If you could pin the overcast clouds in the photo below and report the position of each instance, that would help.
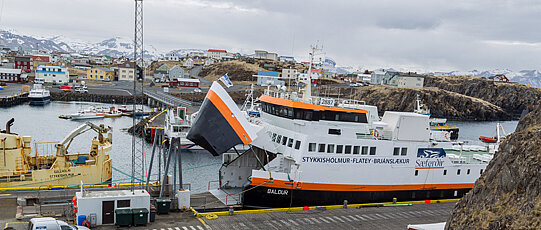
(417, 35)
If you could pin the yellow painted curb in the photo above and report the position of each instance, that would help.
(315, 207)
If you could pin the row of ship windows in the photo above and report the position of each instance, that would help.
(457, 172)
(286, 141)
(346, 149)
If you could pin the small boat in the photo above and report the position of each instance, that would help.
(39, 95)
(90, 113)
(113, 113)
(124, 109)
(488, 139)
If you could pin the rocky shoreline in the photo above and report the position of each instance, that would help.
(508, 193)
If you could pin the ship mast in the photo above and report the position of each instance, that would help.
(307, 94)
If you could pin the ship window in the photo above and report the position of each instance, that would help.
(123, 203)
(364, 150)
(312, 147)
(348, 149)
(372, 150)
(335, 131)
(339, 148)
(321, 148)
(404, 151)
(330, 148)
(356, 149)
(297, 144)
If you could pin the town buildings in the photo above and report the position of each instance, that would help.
(53, 74)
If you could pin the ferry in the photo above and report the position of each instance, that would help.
(54, 166)
(308, 150)
(39, 95)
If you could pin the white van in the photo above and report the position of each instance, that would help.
(49, 223)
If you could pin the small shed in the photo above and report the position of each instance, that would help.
(102, 204)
====
> [What you are asked to do] Put the rows above into a JSON list of strings, one string per line, with blank lines and the picture left out.

> [Exercise result]
[
  "If you could pin the overcast clouds in the photo below and report the position of each instance, that would help.",
  "(417, 35)",
  "If you could pin the yellow painted curb in the photo above and report the position of each instance, that would help.",
  "(315, 207)",
  "If you could pin the row of ship windows in the photo above and report the position of each instance, that would help.",
  "(457, 172)",
  "(286, 141)",
  "(346, 149)",
  "If you could pin the small boat in the photo above and report the position of each instance, that would help.",
  "(39, 95)",
  "(90, 113)",
  "(113, 113)",
  "(124, 109)",
  "(488, 139)",
  "If you could pin the rocky shoreline in the photo above and report the position of each instance, that would help.",
  "(508, 193)",
  "If you could pin the ship mast in the photo above and report the position of each instance, that would help.",
  "(307, 94)",
  "If you could pin the ship window in the photo above and report the position of each instance, that would help.",
  "(123, 203)",
  "(364, 150)",
  "(312, 147)",
  "(348, 149)",
  "(372, 150)",
  "(335, 131)",
  "(339, 148)",
  "(321, 148)",
  "(404, 151)",
  "(330, 148)",
  "(356, 149)",
  "(297, 144)",
  "If you could pin the town buildings in the photo above and report the position of each instance, that would help.",
  "(53, 74)",
  "If you could pin the ferry in the photo above and report the position of each instance, that would help.",
  "(54, 166)",
  "(308, 150)",
  "(39, 95)",
  "If you could pin the white van in the photo above and report the position of each instance, that would help.",
  "(49, 223)",
  "If you could pin the small shed in the photo above and report the position of each instance, that would help.",
  "(102, 204)"
]